Passage to read |
--*--

A 6500 mAh battery is enough juice for 36.2 hours of web browsing, or 16.6 hours of gaming *for the SOC + RAM alone*.
Now of course a tablet requires a screen and other bits like storage. Figure with a high res screen like that and sound we might see about 3W system overhead. So these estimates then look like:
Web browsing: 15hr Gaming: 10.2hr
If the screen draws another watt or so, we might see 75% of those numbers:
Web browsing: 11.3hr Gaming: 7.5hr
I expect those last numbers are a reasonable estimate for this tablet. ===========
very interesting numbers. did you take into account the clockspeed differences? I would see what the tk1 pulls at 2.2Ghz, which looks like its what nvidia was shooting for in tablets.
I did not take into account frequency scaling or the difference in clock rates. However, in this case, there was only 0.1 gigahertz difference. the analysis was originally done for the mocha tablet.
If your numbers of power compustion you calculated are relevant it looks bad with tegra... But the problem is not in power compustion of the SoC itself, but those numbers of battery lifetime.
Honestly I don't want to embarrass you here on a forum but it looks like you have problems with the basics of physics. So let me explain... Work made by electricity is the electrical current multiplied by voltage (P=U*I). What that means is that you can't make any specific battery run time numbers if you don't know the current flowing trough your electrical machine ( tegra in this case) or battery capacity in Wh, you just can't divide the current and work and get time (or whatever you did).
So how to fix this, I know that 99.9 percent of batteries in tablets have 3.7 V nominal voltage. That means the work they can do from full charge to zero charge is this voltage multiplied with the current. So we got those 6.5 Ah battery (6500 mAh) at estimated 3,7 V. That works out to be about 24.05 Wh.
Now we can divide this number with power compustion of your electrical machine and we got about 40 hours of idling, 10 hours 59 minutes of web browsing and 5 hours 5 minutes of gaming *just for the SoC and RAM alone*. Yeah It's very bad especially if we compare this to the incredible efficiency of the A7. And I don't think nvidia will take over with this kind of power compustion like it was written in a very long post above.
"Today Xiaomi introduced its latest tablet: the MiPad"
Its first tablet not its latest and worth mentioning that the wifi ac is supposed to be 2x2 and those benchmarks they shared look interesting. Too bad for the moronic AR.
Will be interesting to see if this gets imported to North America, or offered for sale to NAs. And how long until someone gets plain-jane Android running on it.
Could this, finally, be an nVidia-based device worth getting?
Cautiously optimistic; experience with Tegra2 and Tegra3 doesn't leave me very hopeful at this point.
It was a janky mess with displays of 720p like was found in tablets and was missing things like a NEON FP unit so certain applications simply didn't work or were slow. Tegra 3 was a definite improvement but the low memory bandwidth made it inconsistent too while eating power like mad on its 40nm process.

--*--

Dataset records |
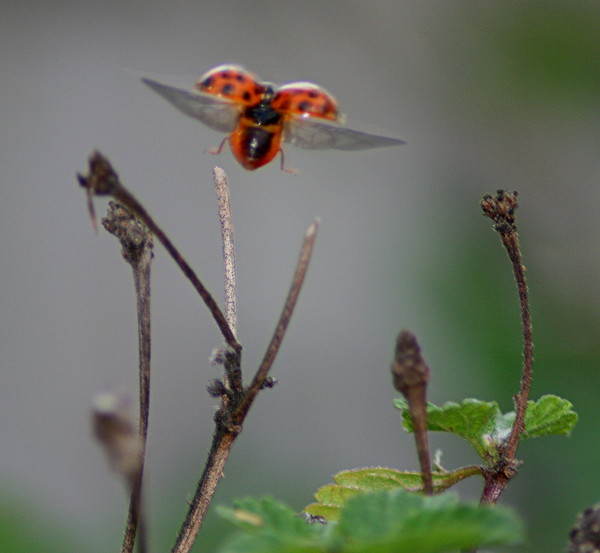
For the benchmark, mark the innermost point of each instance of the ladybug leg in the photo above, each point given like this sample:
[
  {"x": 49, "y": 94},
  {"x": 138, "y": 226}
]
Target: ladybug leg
[
  {"x": 282, "y": 166},
  {"x": 218, "y": 150}
]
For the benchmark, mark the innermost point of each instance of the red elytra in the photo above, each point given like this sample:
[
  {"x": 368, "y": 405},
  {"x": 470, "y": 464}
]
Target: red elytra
[{"x": 259, "y": 116}]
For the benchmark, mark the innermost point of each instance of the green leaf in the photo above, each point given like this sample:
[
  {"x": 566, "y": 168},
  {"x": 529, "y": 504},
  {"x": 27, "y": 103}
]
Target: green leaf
[
  {"x": 480, "y": 423},
  {"x": 487, "y": 429},
  {"x": 400, "y": 522},
  {"x": 378, "y": 522},
  {"x": 269, "y": 525},
  {"x": 348, "y": 484},
  {"x": 549, "y": 415}
]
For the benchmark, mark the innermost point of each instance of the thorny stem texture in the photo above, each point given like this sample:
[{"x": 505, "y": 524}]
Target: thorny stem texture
[
  {"x": 230, "y": 417},
  {"x": 104, "y": 181},
  {"x": 501, "y": 210},
  {"x": 233, "y": 373},
  {"x": 411, "y": 376},
  {"x": 284, "y": 319},
  {"x": 137, "y": 245},
  {"x": 224, "y": 204}
]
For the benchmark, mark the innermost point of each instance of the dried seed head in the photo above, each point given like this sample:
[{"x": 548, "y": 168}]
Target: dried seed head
[{"x": 116, "y": 432}]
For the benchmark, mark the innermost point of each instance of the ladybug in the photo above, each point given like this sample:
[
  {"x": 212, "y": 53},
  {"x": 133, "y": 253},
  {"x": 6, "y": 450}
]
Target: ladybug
[{"x": 259, "y": 116}]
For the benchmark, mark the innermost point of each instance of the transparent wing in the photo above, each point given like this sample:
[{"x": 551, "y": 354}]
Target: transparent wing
[
  {"x": 314, "y": 134},
  {"x": 216, "y": 113}
]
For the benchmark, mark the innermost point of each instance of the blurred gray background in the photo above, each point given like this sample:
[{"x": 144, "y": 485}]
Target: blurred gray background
[{"x": 488, "y": 95}]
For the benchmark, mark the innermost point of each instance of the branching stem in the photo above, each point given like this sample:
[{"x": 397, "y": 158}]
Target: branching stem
[{"x": 501, "y": 210}]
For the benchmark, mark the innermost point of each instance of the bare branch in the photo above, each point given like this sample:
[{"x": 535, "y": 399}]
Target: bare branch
[
  {"x": 411, "y": 375},
  {"x": 224, "y": 203},
  {"x": 501, "y": 210},
  {"x": 297, "y": 281},
  {"x": 115, "y": 431},
  {"x": 137, "y": 244},
  {"x": 234, "y": 408},
  {"x": 104, "y": 181}
]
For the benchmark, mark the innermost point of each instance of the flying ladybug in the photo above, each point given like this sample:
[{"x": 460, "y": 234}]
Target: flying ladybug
[{"x": 259, "y": 116}]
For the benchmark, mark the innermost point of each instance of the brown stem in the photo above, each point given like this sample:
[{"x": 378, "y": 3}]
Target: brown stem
[
  {"x": 104, "y": 181},
  {"x": 234, "y": 408},
  {"x": 137, "y": 245},
  {"x": 501, "y": 210},
  {"x": 224, "y": 204},
  {"x": 222, "y": 442},
  {"x": 411, "y": 376},
  {"x": 261, "y": 374}
]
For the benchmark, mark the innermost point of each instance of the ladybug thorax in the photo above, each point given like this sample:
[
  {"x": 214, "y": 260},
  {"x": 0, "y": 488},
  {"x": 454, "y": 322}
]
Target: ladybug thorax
[{"x": 262, "y": 114}]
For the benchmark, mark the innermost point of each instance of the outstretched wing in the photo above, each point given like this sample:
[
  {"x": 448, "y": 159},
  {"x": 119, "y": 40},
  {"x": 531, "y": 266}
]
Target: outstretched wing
[
  {"x": 217, "y": 113},
  {"x": 311, "y": 133}
]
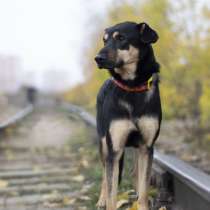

--*--

What you will do |
Answer these from the tablet battery discussion:
1. For the SoC and RAM alone, how many hours of web browsing does the first estimate give a 6500 mAh battery?
2. What nominal voltage does the reply say 99.9 percent of tablet batteries have?
3. What unit was missing from Tegra 2?
Rely only on the tablet battery discussion for what comes next.

Reply to the exercise |
1. 36.2 hours
2. 3.7 V
3. A NEON FP unit